**Article:**
begin
The positive business factors above were partially offset by the following:
the absence in 2019 of earnings from Midcoast Operating, L.P. and its subsidiaries (together, MOLP) and the provincially regulated portion of our Canadian gas gathering and processing businesses which were sold in 2018; and
higher income tax expense due to higher earnings, the buy-in of our United States sponsored vehicles in the fourth quarter of 2018 and lower foreign tax rate differentials in 2019.

Six months ended June 30, 2019, compared with the six months ended June 30, 2018

Earnings Attributable to Common Shareholders were net positively impacted by $1,591 million due to certain unusual, infrequent or other factors, primarily explained by the following:
the absence in 2019 of a loss of $913 million ($701 million after-tax attributable to us) in 2018 on MOLP resulting from a revision to the fair value of the assets held for sale based on the sale price;
the absence in 2019 of a loss of $154 million ($95 million after-tax attributable to us) in 2018 related to the Line 10 crude oil pipeline, which is a component of our Mainline System, resulting from its classification as an asset held for sale and the subsequent measurement at the lower of carrying value or fair value less costs to sell;
a non-cash, unrealized derivative fair value gain of $1,131 million ($828 million after-tax attributable to us) in 2019, compared with a loss of $559 million ($297 million after-tax attributable to us) in 2018, reflecting net fair value gains and losses arising from changes in the mark-to-market value of derivative financial instruments used to manage foreign exchange and commodity prices risks; and
employee severance, transition and transformation costs of $65 million ($62 million after-tax attributable to us) in 2019, compared with $126 million ($123 million after-tax attributable to us) in 2018.



53


The positive factors above were partially offset by the following unusual, infrequent or other factors:
a non-cash, write-down of crude oil and natural gas inventories to the lower of cost or market in our Energy Services business segment of $144 million ($110 million after-tax attributable to us) compared to $16 million ($12 million after-tax attributable to us) in 2018;
the absence in 2019 of a gain of $63 million after-tax in 2018 that resulted from the impact of the Tax Cuts and Jobs Act on our United States Renewable Power Generation and Transmission assets; and
the absence in 2019 of a deferred income tax recovery of $258 million ($190 million attributable to us) in 2018 related to a change in the assertion for the investment in Canadian renewable energy generation assets.

After taking into consideration the factors above, the remaining $520 million increase in Earnings Attributable to Common Shareholders is primarily explained by the following significant business factors:
stronger contributions from our Liquids Pipelines segment due to higher Flanagan South Pipeline, Seaway Crude Pipeline System and Bakken Pipeline System throughput period-over-period;
contributions from new Gas Transmission and Midstream assets placed into service in 2018;
increased earnings from our Gas Distribution segment due to colder weather experienced in our franchise areas, higher distribution rates and customer base, and the absence in 2019 of forecasted earnings sharing which was recorded in 2018;
increased earnings from our Energy Services segment due to the widening of certain location differentials during the second half of 2018 and the first half of 2019, which increased opportunities to generate profitable transportation margins that were realized during 2019;
lower earnings attributable to noncontrolling interests in 2019 following the completion of the buy-in of our sponsored vehicles in the fourth quarter of 2018; and
the net favorable effect of translating United States dollar EBITDA at a higher Average Exchange Rate of $1.33 in 2019 compared with $1.28 in 2018, partially offset by realized losses arising from our foreign exchange risk management program.
end
**Recorded data:**
begin
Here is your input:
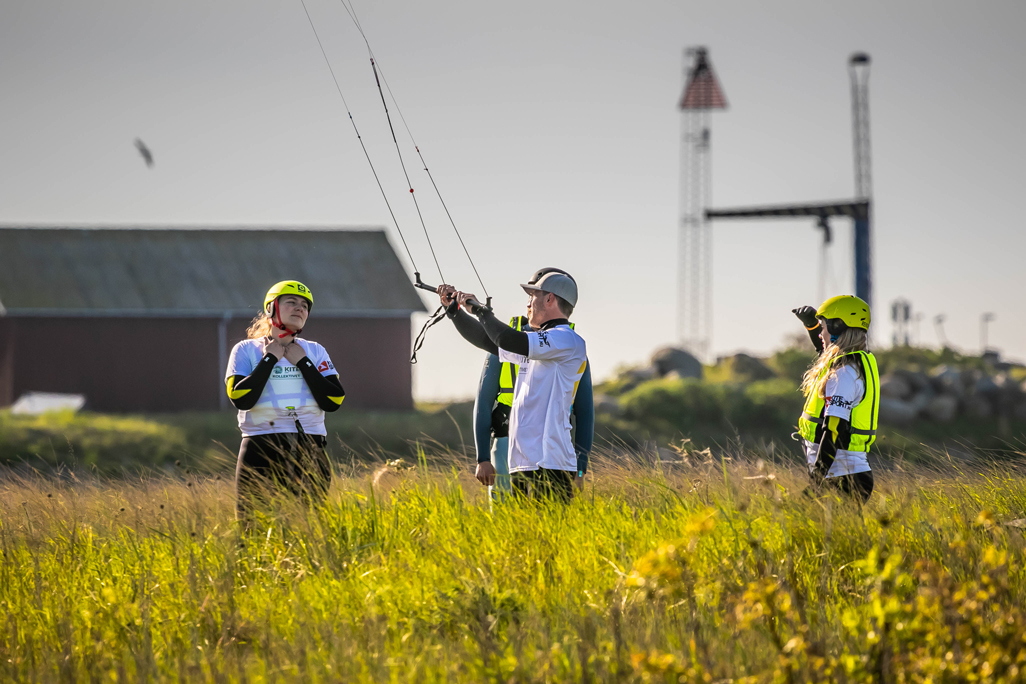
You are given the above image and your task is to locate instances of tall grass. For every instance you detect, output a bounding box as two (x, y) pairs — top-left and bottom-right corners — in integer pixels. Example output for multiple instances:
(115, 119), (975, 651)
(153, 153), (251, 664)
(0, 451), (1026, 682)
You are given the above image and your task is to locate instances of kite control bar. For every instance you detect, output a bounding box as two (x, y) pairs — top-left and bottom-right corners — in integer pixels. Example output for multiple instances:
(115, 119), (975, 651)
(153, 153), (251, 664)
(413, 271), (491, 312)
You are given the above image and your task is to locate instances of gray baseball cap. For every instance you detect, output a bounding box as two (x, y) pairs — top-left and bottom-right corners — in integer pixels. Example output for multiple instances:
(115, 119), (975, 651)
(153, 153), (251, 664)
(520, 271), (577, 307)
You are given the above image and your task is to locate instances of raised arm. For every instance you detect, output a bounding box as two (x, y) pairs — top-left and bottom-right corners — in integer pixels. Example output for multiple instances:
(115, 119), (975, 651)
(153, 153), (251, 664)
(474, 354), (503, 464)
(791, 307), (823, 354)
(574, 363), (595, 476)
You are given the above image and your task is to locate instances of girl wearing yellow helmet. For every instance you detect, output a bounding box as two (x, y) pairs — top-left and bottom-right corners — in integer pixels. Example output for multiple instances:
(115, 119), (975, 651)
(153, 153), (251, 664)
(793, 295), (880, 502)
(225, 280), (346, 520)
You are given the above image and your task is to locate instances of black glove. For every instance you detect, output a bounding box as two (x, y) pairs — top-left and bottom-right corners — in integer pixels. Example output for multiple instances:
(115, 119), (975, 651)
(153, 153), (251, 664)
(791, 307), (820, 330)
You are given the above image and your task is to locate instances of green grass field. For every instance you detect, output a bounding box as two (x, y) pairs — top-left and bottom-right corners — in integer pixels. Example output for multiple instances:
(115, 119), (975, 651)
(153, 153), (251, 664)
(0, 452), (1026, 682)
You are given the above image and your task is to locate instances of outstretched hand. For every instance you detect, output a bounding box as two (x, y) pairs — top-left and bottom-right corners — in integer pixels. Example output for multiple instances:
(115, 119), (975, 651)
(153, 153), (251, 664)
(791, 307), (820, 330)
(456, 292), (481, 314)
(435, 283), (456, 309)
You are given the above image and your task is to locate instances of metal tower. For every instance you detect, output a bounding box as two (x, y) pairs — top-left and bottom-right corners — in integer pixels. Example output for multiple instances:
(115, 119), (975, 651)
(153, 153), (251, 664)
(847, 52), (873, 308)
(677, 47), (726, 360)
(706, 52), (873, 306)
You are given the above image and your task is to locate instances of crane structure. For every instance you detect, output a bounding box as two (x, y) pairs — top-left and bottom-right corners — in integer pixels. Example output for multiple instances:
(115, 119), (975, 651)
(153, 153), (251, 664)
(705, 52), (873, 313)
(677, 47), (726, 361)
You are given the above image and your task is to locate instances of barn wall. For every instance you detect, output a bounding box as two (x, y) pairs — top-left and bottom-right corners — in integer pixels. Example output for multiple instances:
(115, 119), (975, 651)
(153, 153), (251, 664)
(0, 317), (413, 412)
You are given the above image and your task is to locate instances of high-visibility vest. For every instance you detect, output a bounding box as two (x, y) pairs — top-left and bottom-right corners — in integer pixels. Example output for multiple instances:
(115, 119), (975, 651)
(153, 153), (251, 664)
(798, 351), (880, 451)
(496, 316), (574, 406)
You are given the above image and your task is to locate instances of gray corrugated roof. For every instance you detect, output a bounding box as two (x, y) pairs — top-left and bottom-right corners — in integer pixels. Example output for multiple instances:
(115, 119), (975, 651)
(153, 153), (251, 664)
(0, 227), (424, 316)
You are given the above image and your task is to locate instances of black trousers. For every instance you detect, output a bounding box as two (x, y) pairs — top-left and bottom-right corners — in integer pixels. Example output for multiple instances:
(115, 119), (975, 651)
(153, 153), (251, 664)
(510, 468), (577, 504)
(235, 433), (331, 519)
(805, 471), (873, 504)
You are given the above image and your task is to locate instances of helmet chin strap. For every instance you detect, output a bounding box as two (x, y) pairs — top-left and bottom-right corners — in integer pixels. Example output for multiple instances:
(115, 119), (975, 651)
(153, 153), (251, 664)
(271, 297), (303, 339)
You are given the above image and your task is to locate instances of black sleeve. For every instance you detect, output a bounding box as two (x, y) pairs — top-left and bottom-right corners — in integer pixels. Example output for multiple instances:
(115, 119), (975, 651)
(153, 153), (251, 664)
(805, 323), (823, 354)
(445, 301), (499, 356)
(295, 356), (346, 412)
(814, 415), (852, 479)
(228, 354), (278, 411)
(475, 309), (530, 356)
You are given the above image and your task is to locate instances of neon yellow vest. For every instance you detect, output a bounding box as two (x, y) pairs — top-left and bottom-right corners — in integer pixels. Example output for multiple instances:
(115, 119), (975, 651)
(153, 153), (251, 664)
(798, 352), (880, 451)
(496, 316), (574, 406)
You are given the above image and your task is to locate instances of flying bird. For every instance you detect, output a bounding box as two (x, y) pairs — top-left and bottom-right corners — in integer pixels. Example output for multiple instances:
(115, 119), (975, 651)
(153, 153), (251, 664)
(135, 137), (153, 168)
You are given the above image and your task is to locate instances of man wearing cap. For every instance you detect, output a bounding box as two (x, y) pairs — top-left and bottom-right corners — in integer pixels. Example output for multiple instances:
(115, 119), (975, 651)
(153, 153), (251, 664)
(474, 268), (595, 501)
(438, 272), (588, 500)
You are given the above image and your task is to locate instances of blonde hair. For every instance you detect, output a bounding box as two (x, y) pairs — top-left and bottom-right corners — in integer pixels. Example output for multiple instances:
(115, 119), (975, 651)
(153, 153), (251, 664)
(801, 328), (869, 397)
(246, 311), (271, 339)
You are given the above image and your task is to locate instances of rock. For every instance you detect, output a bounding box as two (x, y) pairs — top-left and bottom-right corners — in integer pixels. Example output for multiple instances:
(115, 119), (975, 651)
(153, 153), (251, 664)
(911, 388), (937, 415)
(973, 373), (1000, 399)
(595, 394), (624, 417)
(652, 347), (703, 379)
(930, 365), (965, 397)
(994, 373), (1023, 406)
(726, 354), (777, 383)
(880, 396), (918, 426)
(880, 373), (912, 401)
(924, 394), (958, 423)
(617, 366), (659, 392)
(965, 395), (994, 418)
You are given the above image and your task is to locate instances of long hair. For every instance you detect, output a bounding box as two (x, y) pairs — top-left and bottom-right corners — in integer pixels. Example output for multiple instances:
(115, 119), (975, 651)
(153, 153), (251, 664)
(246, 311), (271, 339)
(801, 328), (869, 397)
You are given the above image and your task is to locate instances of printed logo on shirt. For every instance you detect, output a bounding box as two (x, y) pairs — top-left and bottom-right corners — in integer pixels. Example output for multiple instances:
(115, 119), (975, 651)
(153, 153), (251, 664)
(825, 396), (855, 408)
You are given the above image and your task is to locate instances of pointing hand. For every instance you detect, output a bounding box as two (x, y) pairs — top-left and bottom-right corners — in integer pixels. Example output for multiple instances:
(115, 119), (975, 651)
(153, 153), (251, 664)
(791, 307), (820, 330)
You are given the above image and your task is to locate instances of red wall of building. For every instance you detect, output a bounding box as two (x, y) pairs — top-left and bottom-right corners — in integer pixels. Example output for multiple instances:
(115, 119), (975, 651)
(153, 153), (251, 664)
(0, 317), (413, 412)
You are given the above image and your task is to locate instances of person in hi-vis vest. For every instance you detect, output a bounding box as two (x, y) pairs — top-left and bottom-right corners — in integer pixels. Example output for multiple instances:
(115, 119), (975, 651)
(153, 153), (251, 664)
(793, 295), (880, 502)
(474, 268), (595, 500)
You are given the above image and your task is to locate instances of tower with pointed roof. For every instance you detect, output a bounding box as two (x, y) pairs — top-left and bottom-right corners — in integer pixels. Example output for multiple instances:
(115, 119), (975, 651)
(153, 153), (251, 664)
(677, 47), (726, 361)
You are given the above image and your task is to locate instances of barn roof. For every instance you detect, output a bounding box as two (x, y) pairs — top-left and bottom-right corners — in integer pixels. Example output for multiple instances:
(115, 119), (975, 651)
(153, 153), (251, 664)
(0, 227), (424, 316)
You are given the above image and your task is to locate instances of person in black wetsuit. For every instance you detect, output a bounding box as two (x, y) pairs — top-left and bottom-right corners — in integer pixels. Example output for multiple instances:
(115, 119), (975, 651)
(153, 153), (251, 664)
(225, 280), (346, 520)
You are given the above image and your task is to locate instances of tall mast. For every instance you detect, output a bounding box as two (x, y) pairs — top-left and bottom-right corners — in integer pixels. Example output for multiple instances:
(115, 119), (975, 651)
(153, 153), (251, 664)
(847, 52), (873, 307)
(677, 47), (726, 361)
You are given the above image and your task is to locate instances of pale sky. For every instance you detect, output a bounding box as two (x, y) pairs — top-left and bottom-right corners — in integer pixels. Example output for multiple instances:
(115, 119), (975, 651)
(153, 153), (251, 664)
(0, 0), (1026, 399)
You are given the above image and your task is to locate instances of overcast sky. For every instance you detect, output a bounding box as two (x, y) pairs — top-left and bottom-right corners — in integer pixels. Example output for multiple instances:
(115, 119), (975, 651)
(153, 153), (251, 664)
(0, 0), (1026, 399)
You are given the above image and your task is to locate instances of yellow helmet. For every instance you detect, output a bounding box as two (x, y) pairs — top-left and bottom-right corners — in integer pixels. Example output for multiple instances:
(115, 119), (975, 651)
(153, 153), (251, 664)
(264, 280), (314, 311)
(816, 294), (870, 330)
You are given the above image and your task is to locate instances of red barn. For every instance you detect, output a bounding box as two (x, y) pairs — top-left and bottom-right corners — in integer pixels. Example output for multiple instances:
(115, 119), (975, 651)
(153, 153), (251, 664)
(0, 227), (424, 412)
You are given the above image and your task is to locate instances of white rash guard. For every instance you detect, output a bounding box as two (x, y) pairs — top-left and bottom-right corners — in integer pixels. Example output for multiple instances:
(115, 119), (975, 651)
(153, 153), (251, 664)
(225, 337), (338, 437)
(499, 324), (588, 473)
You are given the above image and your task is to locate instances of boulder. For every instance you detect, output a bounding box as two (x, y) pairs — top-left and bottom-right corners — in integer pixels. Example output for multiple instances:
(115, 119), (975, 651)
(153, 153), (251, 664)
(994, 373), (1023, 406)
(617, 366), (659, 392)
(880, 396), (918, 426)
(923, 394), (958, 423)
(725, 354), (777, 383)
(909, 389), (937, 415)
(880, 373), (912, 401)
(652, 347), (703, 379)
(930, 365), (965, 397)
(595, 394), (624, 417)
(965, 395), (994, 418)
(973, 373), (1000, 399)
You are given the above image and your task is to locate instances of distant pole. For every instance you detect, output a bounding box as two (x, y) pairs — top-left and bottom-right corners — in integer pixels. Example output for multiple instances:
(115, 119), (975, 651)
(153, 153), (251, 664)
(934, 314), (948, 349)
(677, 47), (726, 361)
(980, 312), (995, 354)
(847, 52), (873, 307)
end
**Stated goal 1:** In the earnings review, what Average Exchange Rate was used to translate United States dollar EBITDA in 2019?
**Stated goal 2:** How would you render this sentence from the earnings review in Spanish: "The positive factors above were partially offset by the following unusual, infrequent or other factors:"
**Stated goal 3:** Can you extend the earnings review, picking up right after its final sentence?

**Written answer 1:** $1.33

**Written answer 2:** Los factores positivos anteriores se vieron parcialmente compensados por los siguientes factores inusuales, poco frecuentes u otros:

**Written answer 3:**
The positive business factors above were partially offset by the following:
the absence in 2019 of earnings from MOLP and the provincially regulated portion of our Canadian gas gathering and processing businesses which were sold in 2018; and
higher income tax expense due to higher earnings, the buy-in of our United States sponsored vehicles in the fourth quarter of 2018 and lower foreign tax rate differentials in 2019.

BUSINESS SEGMENTS

LIQUIDS PIPELINES
 
 
Three months ended
June 30,
 
Six months ended
June 30,
 
2019

2018

 
2019

2018

(millions of Canadian dollars)
 

 

 
 

 

Earnings before interest, income taxes and depreciation and amortization
1,992

1,322

 
4,064

2,478

 

Three months ended June 30, 2019, compared with the three months ended June 30, 2018

EBITDA was positively impacted by $533 million due to certain unusual, infrequent or other factors, primarily explained by a non-cash, unrealized gain of $227 million in 2019 compared with a loss of $275 million in 2018 reflecting net fair value gains and losses arising from changes in the mark-to-market value of derivative financial instruments used to manage foreign exchange and commodity price risks.



54


After taking into consideration the factor above, the remaining $137 million increase is primarily explained by the following significant business factors:
higher Flanagan South Pipeline and Seaway Crude Pipeline System throughput period-over-period partially driven by the redirection of throughput to the Gulf Coast resulting from refinery outages in the United States Midwest;
higher Bakken Pipeline System throughput period-over-period driven by strong production in the region;
a higher International Joint Tariff (IJT) Benchmark Toll of US$4.15 in 2019 compared with US$4.07 in 2018;
higher Mainline System ex-Gretna throughput of 2,661 thousands of barrels per day (kbpd) in 2019 compared with 2,636 kbpd in 2018 driven by an increase in supply and continuous capacity optimization; and
the net favorable effect of translating United States dollar EBITDA at a higher Average Exchange Rate of $1.34 in 2019 compared with $1.29 in 2018.

The positive business factors above were partially offset by the unfavorable effect of a lower foreign exchange hedge rate used to lock-in United States dollar denominated revenues from the Canadian portion of the Mainline System.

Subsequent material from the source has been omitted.